WORK INSTRUCTION: Copy the records below exactly, leaving out any pictures.

DATA FOR THE TASK:
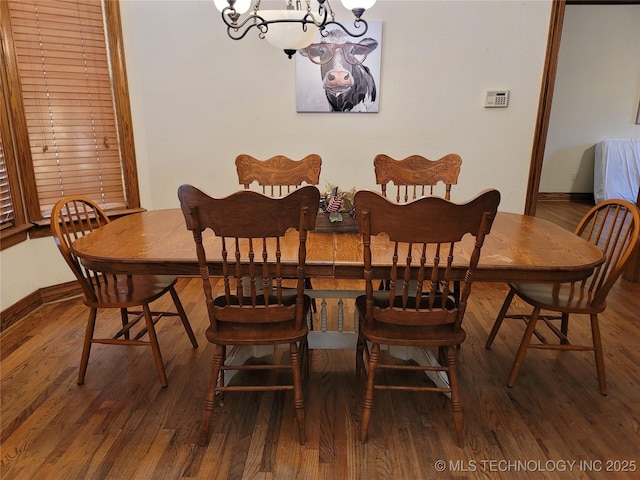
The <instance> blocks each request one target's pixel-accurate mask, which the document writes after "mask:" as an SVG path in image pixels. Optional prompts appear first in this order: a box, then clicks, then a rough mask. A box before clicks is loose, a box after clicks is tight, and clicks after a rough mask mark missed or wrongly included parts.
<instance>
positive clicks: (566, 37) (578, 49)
mask: <svg viewBox="0 0 640 480" xmlns="http://www.w3.org/2000/svg"><path fill="white" fill-rule="evenodd" d="M639 101H640V5H606V6H605V5H567V7H566V11H565V19H564V24H563V30H562V42H561V44H560V53H559V57H558V72H557V77H556V83H555V91H554V96H553V103H552V107H551V117H550V121H549V133H548V137H547V145H546V149H545V157H544V162H543V168H542V176H541V179H540V188H539V190H540V192H553V193H557V192H561V193H569V192H575V193H585V192H586V193H589V192H593V161H594V145H595V144H596V143H597V142H599V141H600V140H604V139H607V138H640V125H636V124H635V120H636V115H637V113H638V103H639ZM573 176H575V181H573V180H572V178H573Z"/></svg>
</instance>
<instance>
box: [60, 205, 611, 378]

WRITTEN REPLY:
The <instance> blocks each request one target's pixel-accurate mask, which the document writes after "mask:" as an SVG path in image pixels. Optional prompts appear first in this order: a box, then clicks, then a rough mask. A box before clicks is loose, a box after clicks is tight, and clicks after a rough mask mark missed or wrongly included parts.
<instance>
positive clicks: (566, 37) (578, 49)
mask: <svg viewBox="0 0 640 480" xmlns="http://www.w3.org/2000/svg"><path fill="white" fill-rule="evenodd" d="M639 101H640V5H606V6H605V5H567V7H566V11H565V19H564V24H563V30H562V42H561V44H560V53H559V57H558V72H557V77H556V83H555V91H554V96H553V103H552V107H551V117H550V121H549V133H548V137H547V145H546V149H545V157H544V162H543V168H542V176H541V179H540V188H539V190H540V192H553V193H557V192H561V193H569V192H575V193H585V192H586V193H589V192H593V161H594V145H595V144H596V143H597V142H599V141H600V140H604V139H607V138H640V125H636V124H635V120H636V115H637V113H638V103H639ZM573 176H575V181H573V180H572V178H573Z"/></svg>
</instance>
<instance>
box: [60, 205, 611, 378]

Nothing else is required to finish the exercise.